WRITTEN EXERCISE → Locate "For the pointing benchmark, tag the green stem" in the listing below, then output the line holding it and every line after it, exactly and with nothing else.

★ ★ ★

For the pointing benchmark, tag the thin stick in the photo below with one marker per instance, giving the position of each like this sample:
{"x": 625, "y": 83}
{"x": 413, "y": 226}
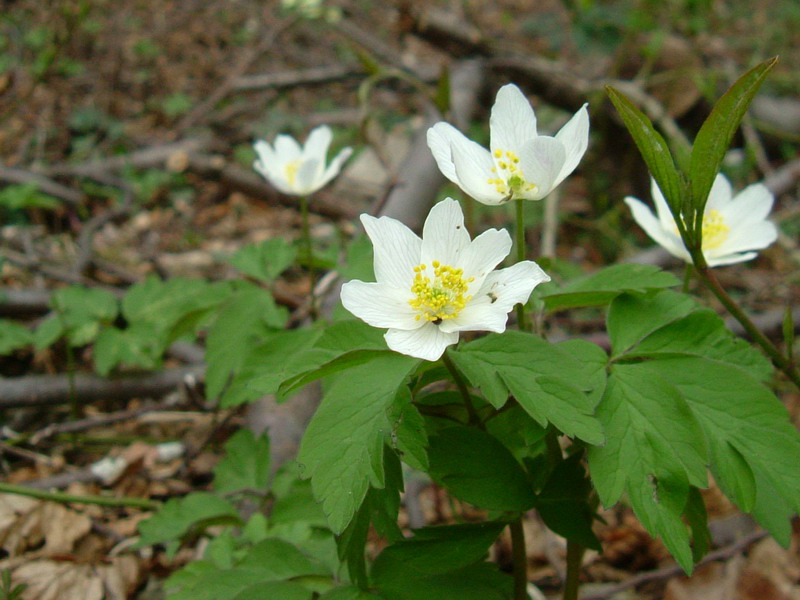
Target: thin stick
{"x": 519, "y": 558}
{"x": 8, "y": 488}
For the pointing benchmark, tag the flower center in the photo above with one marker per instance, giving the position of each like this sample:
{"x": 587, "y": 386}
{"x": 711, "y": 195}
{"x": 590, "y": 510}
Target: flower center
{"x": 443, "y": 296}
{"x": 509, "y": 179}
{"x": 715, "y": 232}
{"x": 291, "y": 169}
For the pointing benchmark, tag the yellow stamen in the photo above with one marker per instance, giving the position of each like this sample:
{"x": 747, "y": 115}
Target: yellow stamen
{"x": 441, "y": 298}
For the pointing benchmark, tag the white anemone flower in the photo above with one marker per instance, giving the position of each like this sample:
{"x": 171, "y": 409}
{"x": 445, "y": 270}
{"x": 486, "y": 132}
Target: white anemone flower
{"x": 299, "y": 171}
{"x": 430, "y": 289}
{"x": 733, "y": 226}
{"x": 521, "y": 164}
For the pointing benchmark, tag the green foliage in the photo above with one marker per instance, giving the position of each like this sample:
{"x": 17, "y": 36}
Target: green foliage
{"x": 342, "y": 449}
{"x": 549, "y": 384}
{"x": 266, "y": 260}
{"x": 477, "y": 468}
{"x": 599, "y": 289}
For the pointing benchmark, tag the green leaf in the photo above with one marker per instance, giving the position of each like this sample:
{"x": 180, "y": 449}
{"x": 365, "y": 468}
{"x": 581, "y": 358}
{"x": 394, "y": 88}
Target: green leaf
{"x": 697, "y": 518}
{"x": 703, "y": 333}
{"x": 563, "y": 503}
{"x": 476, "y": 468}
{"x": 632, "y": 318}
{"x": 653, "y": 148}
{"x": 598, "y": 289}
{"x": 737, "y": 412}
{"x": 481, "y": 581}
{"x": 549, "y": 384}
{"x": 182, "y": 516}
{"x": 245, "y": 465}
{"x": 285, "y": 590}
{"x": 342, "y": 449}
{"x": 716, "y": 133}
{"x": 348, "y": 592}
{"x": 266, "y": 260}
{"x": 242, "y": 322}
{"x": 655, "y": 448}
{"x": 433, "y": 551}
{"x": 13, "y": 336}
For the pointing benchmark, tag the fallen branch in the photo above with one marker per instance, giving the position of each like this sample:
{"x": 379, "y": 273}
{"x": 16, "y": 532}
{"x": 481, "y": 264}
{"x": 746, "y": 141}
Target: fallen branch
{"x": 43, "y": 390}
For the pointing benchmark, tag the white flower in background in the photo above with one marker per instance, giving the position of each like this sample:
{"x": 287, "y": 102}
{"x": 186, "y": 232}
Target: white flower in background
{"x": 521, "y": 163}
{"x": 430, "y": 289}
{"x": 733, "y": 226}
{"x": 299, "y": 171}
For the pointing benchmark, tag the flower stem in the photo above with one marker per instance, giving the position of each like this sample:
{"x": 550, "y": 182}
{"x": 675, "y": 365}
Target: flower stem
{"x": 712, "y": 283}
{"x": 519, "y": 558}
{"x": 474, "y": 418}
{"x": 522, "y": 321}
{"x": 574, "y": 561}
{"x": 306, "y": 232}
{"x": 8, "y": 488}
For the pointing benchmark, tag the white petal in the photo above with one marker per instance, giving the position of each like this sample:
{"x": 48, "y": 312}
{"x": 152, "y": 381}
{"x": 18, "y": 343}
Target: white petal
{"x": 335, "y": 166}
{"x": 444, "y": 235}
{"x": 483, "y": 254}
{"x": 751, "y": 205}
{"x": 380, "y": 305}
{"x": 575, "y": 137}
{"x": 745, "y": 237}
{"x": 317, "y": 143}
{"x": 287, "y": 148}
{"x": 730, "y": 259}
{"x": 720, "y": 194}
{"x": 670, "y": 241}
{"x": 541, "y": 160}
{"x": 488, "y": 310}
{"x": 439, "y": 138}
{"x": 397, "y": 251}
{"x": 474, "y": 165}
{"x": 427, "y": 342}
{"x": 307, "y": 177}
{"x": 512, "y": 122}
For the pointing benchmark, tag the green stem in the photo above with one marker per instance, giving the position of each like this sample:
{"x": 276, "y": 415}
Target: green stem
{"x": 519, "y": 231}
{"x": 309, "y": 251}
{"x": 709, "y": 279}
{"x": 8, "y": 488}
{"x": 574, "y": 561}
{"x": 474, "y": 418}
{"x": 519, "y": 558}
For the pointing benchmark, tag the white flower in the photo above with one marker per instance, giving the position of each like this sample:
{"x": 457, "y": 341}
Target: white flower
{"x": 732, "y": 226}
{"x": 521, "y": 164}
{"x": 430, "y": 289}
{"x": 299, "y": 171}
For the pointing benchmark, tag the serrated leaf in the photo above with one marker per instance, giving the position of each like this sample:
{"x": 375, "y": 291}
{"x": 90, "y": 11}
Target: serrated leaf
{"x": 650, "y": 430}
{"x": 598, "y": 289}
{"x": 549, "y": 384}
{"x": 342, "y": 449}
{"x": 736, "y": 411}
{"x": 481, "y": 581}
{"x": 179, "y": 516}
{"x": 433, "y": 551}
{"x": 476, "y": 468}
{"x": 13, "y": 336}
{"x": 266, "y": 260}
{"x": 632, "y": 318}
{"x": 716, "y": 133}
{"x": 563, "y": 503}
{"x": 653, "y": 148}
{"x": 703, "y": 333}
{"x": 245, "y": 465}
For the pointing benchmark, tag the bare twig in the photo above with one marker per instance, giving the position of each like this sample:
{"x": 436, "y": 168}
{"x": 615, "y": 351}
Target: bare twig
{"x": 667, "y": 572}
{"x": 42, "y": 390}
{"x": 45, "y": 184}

★ ★ ★

FULL SOLUTION →
For the pointing benchmark, tag the green stem in the photo above with one marker per instance, giving the position of each like this sample:
{"x": 276, "y": 415}
Target: green stem
{"x": 519, "y": 231}
{"x": 309, "y": 251}
{"x": 709, "y": 279}
{"x": 8, "y": 488}
{"x": 574, "y": 561}
{"x": 474, "y": 418}
{"x": 519, "y": 558}
For the pointing benchmark, tag the white flower in the photo above with one marker per instance, giving the position of each like this sample:
{"x": 457, "y": 341}
Target: white flower
{"x": 732, "y": 226}
{"x": 521, "y": 164}
{"x": 430, "y": 289}
{"x": 299, "y": 171}
For the pointing benchmark, tag the serrated leaf in the photo above with one marker per instance, giving the position of each like this sample:
{"x": 375, "y": 291}
{"x": 90, "y": 11}
Target: serrated leaf
{"x": 650, "y": 430}
{"x": 598, "y": 289}
{"x": 549, "y": 384}
{"x": 342, "y": 449}
{"x": 736, "y": 411}
{"x": 481, "y": 581}
{"x": 179, "y": 516}
{"x": 433, "y": 551}
{"x": 476, "y": 468}
{"x": 13, "y": 336}
{"x": 266, "y": 260}
{"x": 632, "y": 318}
{"x": 716, "y": 133}
{"x": 563, "y": 503}
{"x": 653, "y": 148}
{"x": 703, "y": 333}
{"x": 245, "y": 465}
For the pointing benchmark, tag the bare twig in the photo above with one marker per instance, giving the position of each like this sample:
{"x": 436, "y": 168}
{"x": 615, "y": 351}
Target: bare twig
{"x": 667, "y": 572}
{"x": 42, "y": 390}
{"x": 45, "y": 184}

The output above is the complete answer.